Return every line from the rows below that contains the word "chevron". Case counts.

━━━━━ INPUT ROWS

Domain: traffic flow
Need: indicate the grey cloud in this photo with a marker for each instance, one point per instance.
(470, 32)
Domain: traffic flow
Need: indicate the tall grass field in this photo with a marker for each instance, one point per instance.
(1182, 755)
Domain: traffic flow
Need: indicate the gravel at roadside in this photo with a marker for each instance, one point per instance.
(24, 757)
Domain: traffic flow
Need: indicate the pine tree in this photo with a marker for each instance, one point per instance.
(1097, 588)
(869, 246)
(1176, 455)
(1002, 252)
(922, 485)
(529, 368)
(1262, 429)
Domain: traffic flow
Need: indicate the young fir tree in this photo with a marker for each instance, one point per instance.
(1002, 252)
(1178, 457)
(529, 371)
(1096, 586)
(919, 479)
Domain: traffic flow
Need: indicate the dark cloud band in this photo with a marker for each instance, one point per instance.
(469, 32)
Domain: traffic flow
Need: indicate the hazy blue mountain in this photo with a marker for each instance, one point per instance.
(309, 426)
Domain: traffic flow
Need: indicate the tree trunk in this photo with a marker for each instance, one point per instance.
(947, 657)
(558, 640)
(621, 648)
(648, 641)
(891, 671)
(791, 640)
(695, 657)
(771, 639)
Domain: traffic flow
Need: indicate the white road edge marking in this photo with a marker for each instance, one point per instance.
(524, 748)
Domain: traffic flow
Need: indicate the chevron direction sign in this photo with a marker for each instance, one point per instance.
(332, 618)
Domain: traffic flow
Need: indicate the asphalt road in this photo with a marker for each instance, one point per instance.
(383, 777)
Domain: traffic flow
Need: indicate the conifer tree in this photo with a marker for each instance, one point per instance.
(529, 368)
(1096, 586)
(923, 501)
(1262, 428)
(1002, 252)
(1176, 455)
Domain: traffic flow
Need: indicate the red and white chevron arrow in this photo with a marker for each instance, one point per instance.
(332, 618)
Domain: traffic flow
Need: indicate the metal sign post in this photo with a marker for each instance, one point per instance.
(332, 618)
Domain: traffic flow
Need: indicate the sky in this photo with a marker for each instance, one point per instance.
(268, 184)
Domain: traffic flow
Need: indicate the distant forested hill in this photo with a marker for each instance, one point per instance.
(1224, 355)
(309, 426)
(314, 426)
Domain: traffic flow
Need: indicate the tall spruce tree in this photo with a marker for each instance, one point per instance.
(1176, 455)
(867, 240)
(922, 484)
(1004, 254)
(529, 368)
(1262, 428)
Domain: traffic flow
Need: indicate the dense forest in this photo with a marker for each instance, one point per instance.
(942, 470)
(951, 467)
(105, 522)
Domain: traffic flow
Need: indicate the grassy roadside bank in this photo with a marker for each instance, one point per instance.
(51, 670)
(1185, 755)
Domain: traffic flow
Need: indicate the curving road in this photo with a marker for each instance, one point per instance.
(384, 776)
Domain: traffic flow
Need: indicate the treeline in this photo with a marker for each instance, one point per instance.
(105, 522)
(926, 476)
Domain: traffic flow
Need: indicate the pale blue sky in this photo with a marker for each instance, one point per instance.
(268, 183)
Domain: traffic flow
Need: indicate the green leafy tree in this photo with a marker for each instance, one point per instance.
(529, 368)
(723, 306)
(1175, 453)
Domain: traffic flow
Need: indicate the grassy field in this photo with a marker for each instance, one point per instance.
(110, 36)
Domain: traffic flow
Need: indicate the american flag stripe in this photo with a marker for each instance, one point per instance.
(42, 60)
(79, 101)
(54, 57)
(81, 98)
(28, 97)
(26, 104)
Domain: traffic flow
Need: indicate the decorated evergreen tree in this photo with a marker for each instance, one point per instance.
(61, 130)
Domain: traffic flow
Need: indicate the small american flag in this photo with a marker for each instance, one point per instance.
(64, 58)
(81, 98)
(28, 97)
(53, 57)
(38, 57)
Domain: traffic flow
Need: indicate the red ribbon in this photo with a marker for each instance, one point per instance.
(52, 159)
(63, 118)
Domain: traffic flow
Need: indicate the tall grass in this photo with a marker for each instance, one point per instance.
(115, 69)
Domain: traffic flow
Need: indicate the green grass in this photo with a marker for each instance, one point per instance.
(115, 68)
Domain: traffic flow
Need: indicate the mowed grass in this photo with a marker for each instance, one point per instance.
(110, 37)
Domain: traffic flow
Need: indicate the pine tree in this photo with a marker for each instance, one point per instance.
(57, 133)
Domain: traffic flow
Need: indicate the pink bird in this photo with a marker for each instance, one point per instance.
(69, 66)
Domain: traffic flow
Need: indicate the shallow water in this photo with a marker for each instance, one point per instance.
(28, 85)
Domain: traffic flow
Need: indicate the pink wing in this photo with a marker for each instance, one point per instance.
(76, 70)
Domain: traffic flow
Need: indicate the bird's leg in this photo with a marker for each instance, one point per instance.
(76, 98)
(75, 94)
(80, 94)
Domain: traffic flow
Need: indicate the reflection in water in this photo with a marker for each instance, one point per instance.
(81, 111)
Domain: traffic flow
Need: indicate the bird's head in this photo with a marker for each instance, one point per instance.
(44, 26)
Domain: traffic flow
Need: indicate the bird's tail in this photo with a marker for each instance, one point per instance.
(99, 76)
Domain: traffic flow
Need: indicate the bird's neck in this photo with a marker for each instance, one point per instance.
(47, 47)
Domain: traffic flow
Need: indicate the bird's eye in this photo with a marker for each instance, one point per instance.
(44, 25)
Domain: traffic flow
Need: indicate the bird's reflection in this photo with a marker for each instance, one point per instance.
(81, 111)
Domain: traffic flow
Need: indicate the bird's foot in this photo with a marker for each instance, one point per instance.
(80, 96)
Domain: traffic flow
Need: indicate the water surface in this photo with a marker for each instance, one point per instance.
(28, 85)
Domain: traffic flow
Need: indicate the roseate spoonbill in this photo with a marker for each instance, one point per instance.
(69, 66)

━━━━━━━━━━
━━━━━ INPUT ROWS

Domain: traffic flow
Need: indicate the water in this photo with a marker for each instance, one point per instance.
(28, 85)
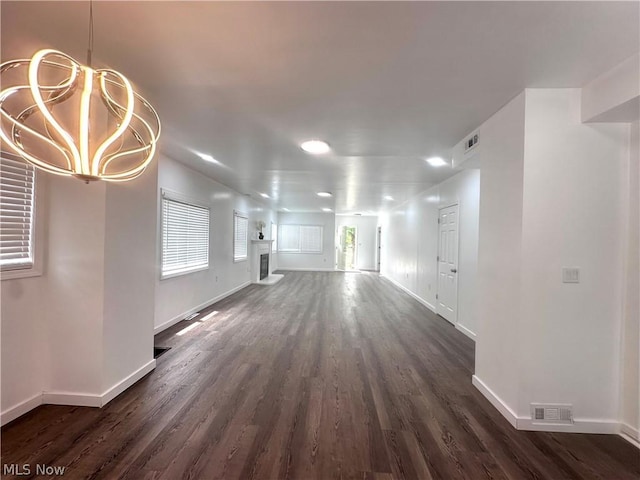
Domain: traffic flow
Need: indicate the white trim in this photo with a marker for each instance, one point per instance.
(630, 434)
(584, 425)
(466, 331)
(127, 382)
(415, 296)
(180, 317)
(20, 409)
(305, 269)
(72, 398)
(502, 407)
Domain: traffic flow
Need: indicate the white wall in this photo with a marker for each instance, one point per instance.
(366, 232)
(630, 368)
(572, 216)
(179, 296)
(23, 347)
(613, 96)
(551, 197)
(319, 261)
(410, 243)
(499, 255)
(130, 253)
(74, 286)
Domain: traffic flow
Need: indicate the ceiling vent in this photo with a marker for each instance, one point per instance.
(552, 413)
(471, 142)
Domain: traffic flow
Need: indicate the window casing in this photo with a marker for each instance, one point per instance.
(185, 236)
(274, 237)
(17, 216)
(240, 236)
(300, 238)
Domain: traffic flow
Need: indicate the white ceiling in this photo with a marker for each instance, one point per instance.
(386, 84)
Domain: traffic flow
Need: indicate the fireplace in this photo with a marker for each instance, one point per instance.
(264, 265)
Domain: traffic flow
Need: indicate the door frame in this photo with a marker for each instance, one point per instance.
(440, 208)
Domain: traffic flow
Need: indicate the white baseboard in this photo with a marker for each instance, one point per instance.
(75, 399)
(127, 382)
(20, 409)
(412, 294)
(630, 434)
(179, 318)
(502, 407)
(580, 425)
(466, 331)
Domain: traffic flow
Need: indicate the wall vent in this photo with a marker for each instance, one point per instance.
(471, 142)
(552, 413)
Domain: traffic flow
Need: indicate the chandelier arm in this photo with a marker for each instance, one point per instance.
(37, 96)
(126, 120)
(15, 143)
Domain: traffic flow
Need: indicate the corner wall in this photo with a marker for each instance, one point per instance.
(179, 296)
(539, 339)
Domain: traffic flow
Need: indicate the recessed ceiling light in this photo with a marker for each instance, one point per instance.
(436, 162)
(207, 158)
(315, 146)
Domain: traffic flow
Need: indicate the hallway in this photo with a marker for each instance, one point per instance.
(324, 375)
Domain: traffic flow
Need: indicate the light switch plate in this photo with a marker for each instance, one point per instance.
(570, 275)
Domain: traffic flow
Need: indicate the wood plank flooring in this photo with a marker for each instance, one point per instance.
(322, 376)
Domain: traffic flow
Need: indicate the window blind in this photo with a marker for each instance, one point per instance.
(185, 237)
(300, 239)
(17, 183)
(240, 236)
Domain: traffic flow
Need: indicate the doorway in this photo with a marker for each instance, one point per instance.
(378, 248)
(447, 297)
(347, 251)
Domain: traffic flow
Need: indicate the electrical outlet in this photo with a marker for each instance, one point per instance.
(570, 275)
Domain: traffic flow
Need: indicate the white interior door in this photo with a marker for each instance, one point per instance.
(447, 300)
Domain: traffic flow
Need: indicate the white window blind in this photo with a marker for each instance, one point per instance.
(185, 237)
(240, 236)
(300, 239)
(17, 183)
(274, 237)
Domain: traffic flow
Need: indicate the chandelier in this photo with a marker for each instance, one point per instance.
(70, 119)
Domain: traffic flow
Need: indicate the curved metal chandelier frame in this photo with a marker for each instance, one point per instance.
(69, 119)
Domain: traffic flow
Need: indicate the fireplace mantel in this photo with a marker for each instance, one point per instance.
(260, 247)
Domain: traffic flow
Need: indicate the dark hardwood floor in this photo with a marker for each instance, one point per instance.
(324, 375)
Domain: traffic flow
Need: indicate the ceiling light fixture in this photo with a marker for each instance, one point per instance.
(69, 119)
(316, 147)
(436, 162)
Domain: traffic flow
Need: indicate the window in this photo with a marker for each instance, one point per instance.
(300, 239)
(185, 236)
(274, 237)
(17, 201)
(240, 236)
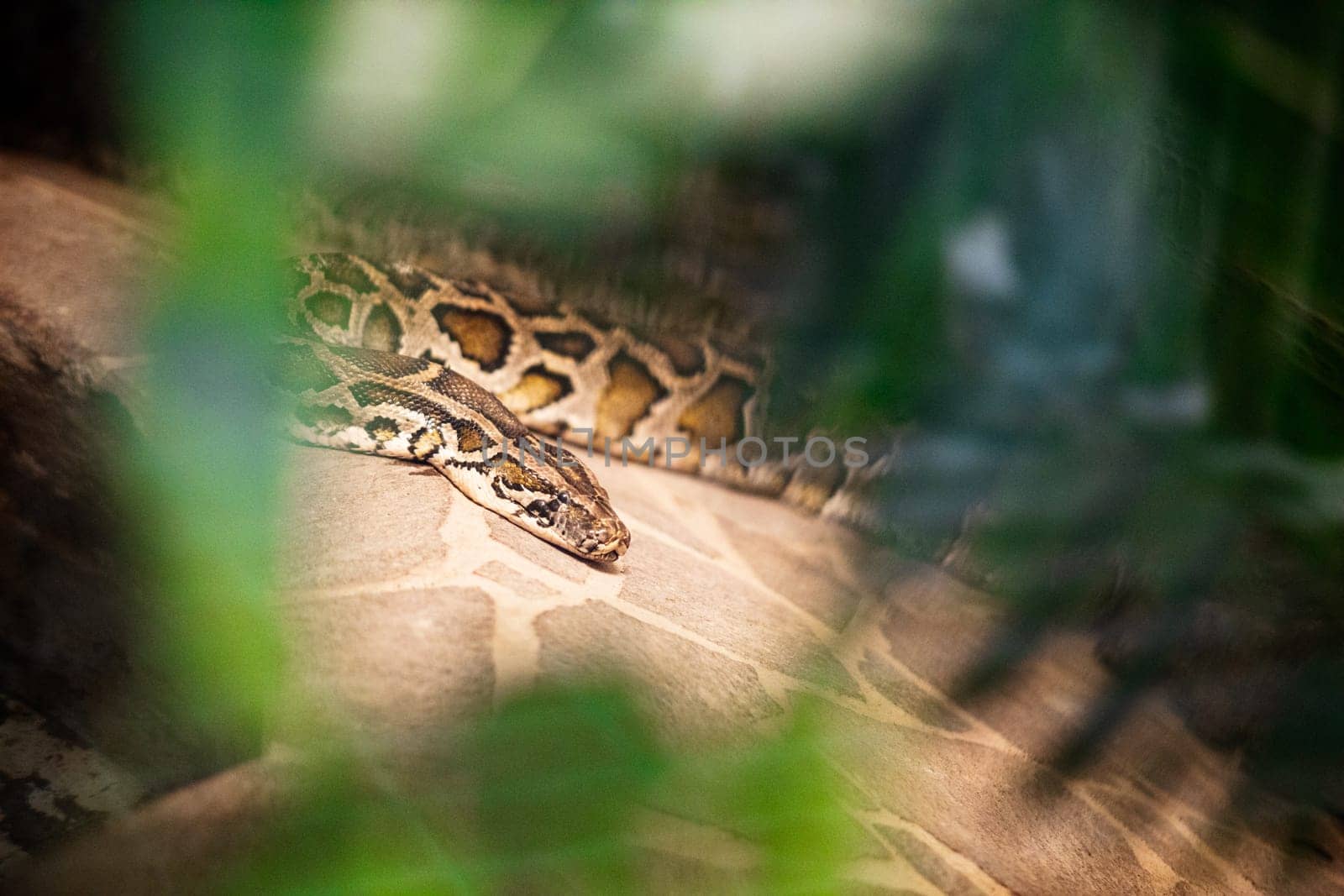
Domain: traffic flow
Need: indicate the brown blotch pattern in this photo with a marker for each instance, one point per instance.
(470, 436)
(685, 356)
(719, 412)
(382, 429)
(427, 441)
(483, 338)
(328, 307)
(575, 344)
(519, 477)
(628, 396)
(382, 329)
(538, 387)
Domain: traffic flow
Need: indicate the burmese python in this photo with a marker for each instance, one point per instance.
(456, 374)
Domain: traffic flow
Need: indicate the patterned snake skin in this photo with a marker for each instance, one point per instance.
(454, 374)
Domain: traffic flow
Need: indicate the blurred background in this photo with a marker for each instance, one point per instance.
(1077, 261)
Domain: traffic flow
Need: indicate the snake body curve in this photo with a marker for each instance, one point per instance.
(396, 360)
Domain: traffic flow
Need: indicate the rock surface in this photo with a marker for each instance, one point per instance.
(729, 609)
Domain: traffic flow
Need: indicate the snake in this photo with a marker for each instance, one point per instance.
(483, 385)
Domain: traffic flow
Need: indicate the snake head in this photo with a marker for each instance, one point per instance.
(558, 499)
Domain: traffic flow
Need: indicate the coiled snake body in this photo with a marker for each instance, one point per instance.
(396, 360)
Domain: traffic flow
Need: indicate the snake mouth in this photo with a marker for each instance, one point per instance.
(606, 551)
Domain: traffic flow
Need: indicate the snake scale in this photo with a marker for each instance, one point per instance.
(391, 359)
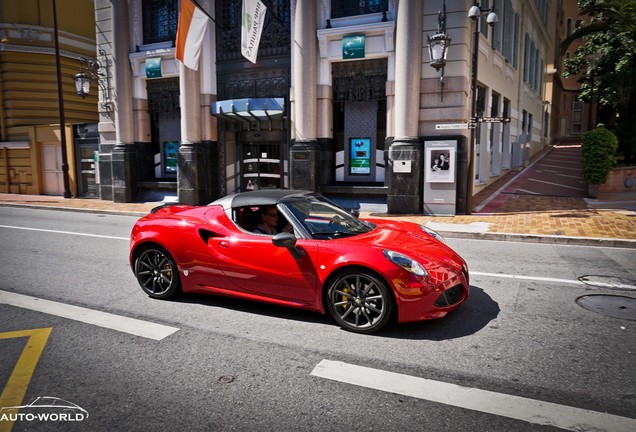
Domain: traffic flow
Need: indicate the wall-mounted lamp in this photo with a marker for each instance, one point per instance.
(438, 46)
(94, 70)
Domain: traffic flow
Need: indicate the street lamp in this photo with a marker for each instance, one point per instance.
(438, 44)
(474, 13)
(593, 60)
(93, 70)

━━━━━━━━━━

## SOLUTION TO THE EXERCISE
Need: indicate the chevron direction sign in this photo with a marker for each instance, one point per instance.
Need: indicate the red and white chevron arrow in this photo with a marker for each instance, one point per instance.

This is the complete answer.